■ SOURCE EXCERPT:
==================================================
Postby smallfire85 » Wed Nov 16, 2016 12:42 am

Sand Box John wrote:
I would love to recreate the art work for the signs. I have the colors, I have the font. what I don't have is the measurements.


Here you go. I've added a couple extra measurements to assist:

Roll width: 36-29/32”
Distance between left edge of sign and roll: 1-3/32”
Distance between right edge of sign and roll: 1-5/32”
Sign width: 34 21/32” Sign height: 6-23/32”
Sign text height: 3”
Distance between bottom of flat bottom font to bottom of sign: 2-1/32”
Strip map font height: ½”
Strip map line width: ⅛”
Strip map bullet diameter: ¼”
Strip map line length: 28-¾” short, 30” med, 30-1/2" long (varies based on number of stations)
Distance from first strip map bullet to side of sign: 1-⅛”
Line color bullet diameter: 9/16”
==================================================
■ TASKS TO PERFORM:
A. In the forum post on sign measurements, what is the given diameter of the strip map bullet?
B. Retype a stretch of the forum post on sign measurements, beginning at the words "Distance between left" and stopping after "number of stations)".
C. Write what comes next in the forum post giving sign measurements, picking up after its last line.

■ DATA SHOWN:
==================================================
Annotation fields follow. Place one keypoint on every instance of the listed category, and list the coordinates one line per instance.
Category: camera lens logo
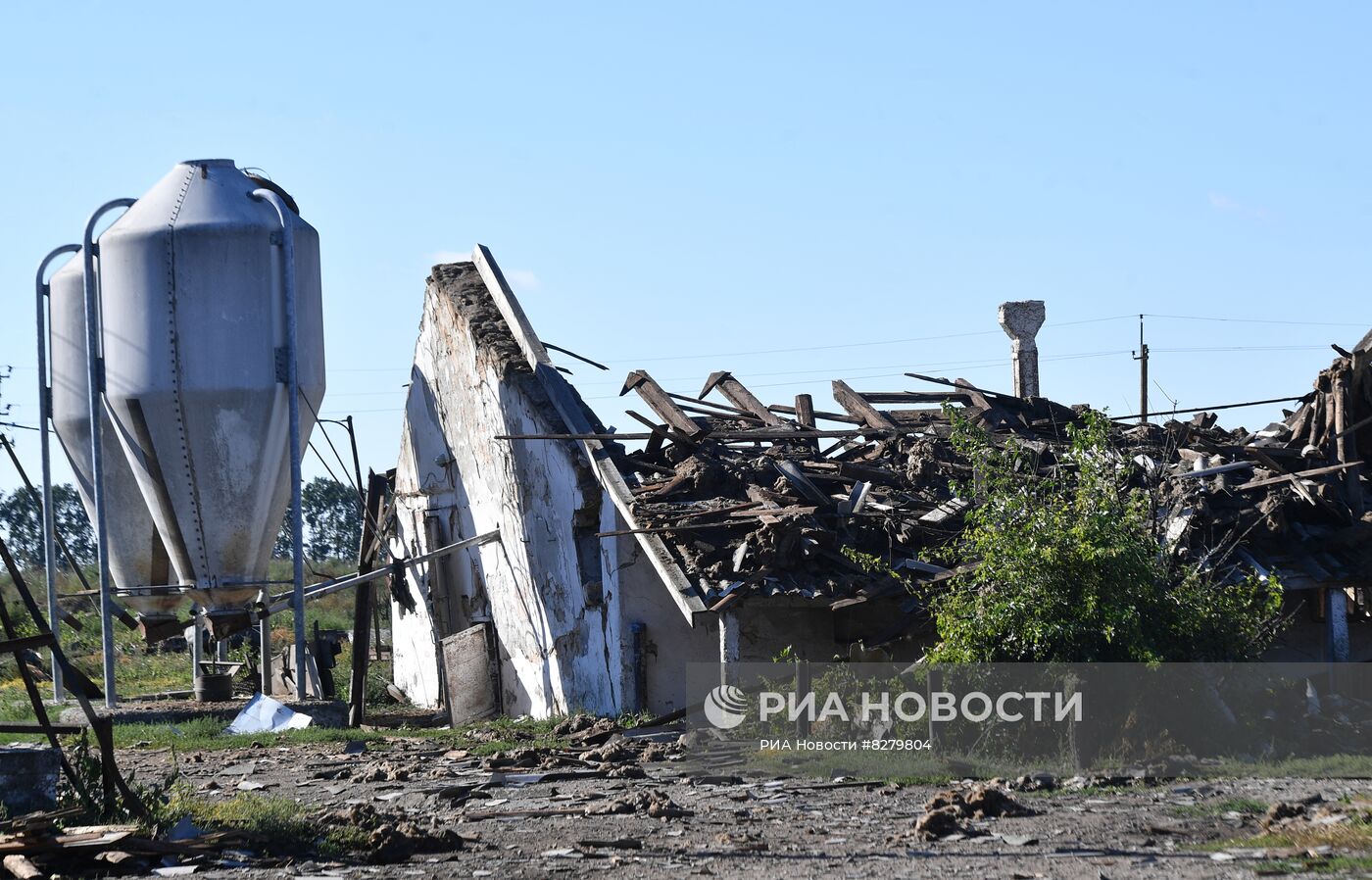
(726, 708)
==================================================
■ OUTPUTS:
A. ¼”

B.
Distance between left edge of sign and roll: 1-3/32”
Distance between right edge of sign and roll: 1-5/32”
Sign width: 34 21/32” Sign height: 6-23/32”
Sign text height: 3”
Distance between bottom of flat bottom font to bottom of sign: 2-1/32”
Strip map font height: ½”
Strip map line width: ⅛”
Strip map bullet diameter: ¼”
Strip map line length: 28-¾” short, 30” med, 30-1/2" long (varies based on number of stations)

C.
Distance between bottom of strip map line to bottom of sign: ¾”
Distance between square corner font and strip map bullet: ¼” vertical to strip map line; flat bottom of text is angled 45° to the line and passes through the center of the corresponding bullet.
Code short strip (Read Enable Bar) height, width: 2-⅛” x 9/32”
Code long strip height, width (Code Value (CV) Bar): 3-9/32” x ¼”
Code block height, width (Sign Position Stop): ¼” x ⅛”
Distance between roll edge and short strip: 9/32”
Distance between strips and or block: Read Enable to Position Stop: 13/32”; Position Stop to CV: ¼”; Between CV's ¼”
Distance between interior and exterior signs: 5-⅛”
Distance between adjacent signs: 13/16”

For the sign code bar, the arrangement is as follows from left to right: Read Enable; Sign Position Stop; CV Parity; CV 1; CV 2; CV 4; CV 8; CV 10; CV 20; CV 40. I will talk more about the purpose for each later.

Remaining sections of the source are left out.